> [Written task 1] Locate each line in the records that contains the string "xmlns" and copy those lines. The match is case-sensitive.
--- Study text ---
Directors are also eligible to participate in the LTIP and may be awarded under the LTIP from time to time as compensation for their services as directors. For further details concerning the terms of the LTIP, please see the section of this Circular entitled “ Particulars of Matters to be Acted Upon – Approval of the Long-Term Incentive Plan ”.
During the fiscal year ended December 31, 2021, the directors (excluding NEOs who are directors and are not entitled to any additional compensation for their service as directors) received the compensation set out in this Circular. Except as set out below or elsewhere in this Circular, the independent directors are not entitled to any compensation under any annual or long-term non-equity incentive plans. The Corporation has not granted, and nor do the directors hold, any share-based awards.
The Board does not feel it is necessary to assess the effectiveness of individual Board members. Each Board member has considerable experience which is sufficient to meet the needs of the Corporation. On an annual basis, however, the Board assesses the contributions of each of the individual directors, and of the Board as a whole, in order to determine whether each is functioning effectively.
--- Records for processing ---
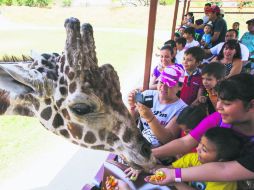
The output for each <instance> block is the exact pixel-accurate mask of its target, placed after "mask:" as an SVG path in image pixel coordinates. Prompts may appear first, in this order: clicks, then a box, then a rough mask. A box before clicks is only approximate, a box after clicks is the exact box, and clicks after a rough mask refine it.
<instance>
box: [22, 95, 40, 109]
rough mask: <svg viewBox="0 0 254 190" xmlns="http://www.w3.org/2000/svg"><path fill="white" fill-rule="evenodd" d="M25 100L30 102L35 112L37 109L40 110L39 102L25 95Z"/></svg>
mask: <svg viewBox="0 0 254 190" xmlns="http://www.w3.org/2000/svg"><path fill="white" fill-rule="evenodd" d="M25 100H27V101H29V102H31V103H32V104H33V105H34V107H35V109H36V110H37V111H38V110H39V108H40V102H39V100H38V99H36V98H35V97H34V96H33V95H31V94H27V95H26V96H25Z"/></svg>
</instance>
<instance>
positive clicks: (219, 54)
mask: <svg viewBox="0 0 254 190" xmlns="http://www.w3.org/2000/svg"><path fill="white" fill-rule="evenodd" d="M241 58H242V55H241V48H240V45H239V43H238V41H237V40H233V39H232V40H228V41H227V42H225V43H224V45H223V46H222V48H221V51H220V53H219V55H218V56H217V57H215V58H214V59H212V61H215V62H216V61H217V62H220V63H222V64H223V65H225V66H226V78H229V77H231V76H233V75H236V74H239V73H240V72H241V71H242V66H243V65H242V61H241Z"/></svg>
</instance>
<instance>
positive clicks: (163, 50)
mask: <svg viewBox="0 0 254 190" xmlns="http://www.w3.org/2000/svg"><path fill="white" fill-rule="evenodd" d="M173 60H174V49H173V48H172V47H171V46H170V45H164V46H162V48H161V49H160V63H159V64H158V65H157V66H156V67H155V68H154V70H153V73H152V79H151V84H150V87H149V89H156V88H157V85H156V84H157V78H158V77H159V76H160V74H161V72H162V71H163V70H164V68H166V67H167V66H170V65H174V62H173Z"/></svg>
---
> [Written task 2] According to the text on director compensation, how often does the Board assess the contributions of individual directors and of the Board as a whole?

> [Response box 1]
rough mask: <svg viewBox="0 0 254 190" xmlns="http://www.w3.org/2000/svg"><path fill="white" fill-rule="evenodd" d="M25 100L30 102L35 112L37 109L40 110L39 102L25 95Z"/></svg>
mask: <svg viewBox="0 0 254 190" xmlns="http://www.w3.org/2000/svg"><path fill="white" fill-rule="evenodd" d="M25 100H27V101H29V102H31V103H32V104H33V105H34V107H35V109H36V110H37V111H38V110H39V108H40V102H39V100H38V99H36V98H35V97H34V96H33V95H31V94H27V95H26V96H25Z"/></svg>
mask: <svg viewBox="0 0 254 190" xmlns="http://www.w3.org/2000/svg"><path fill="white" fill-rule="evenodd" d="M241 58H242V55H241V48H240V45H239V43H238V41H237V40H233V39H232V40H228V41H227V42H225V43H224V45H223V46H222V48H221V51H220V53H219V55H218V56H217V57H215V58H214V59H212V61H215V62H216V61H217V62H220V63H222V64H223V65H225V66H226V78H229V77H231V76H233V75H236V74H239V73H240V72H241V71H242V66H243V65H242V61H241Z"/></svg>
mask: <svg viewBox="0 0 254 190" xmlns="http://www.w3.org/2000/svg"><path fill="white" fill-rule="evenodd" d="M173 60H174V49H173V48H172V47H171V46H170V45H164V46H162V48H161V49H160V63H159V64H158V65H157V66H156V67H155V68H154V70H153V73H152V79H151V84H150V87H149V89H156V88H157V85H156V84H157V78H158V77H159V76H160V74H161V72H162V71H163V70H164V68H166V67H167V66H170V65H174V62H173Z"/></svg>

> [Response box 2] On an annual basis.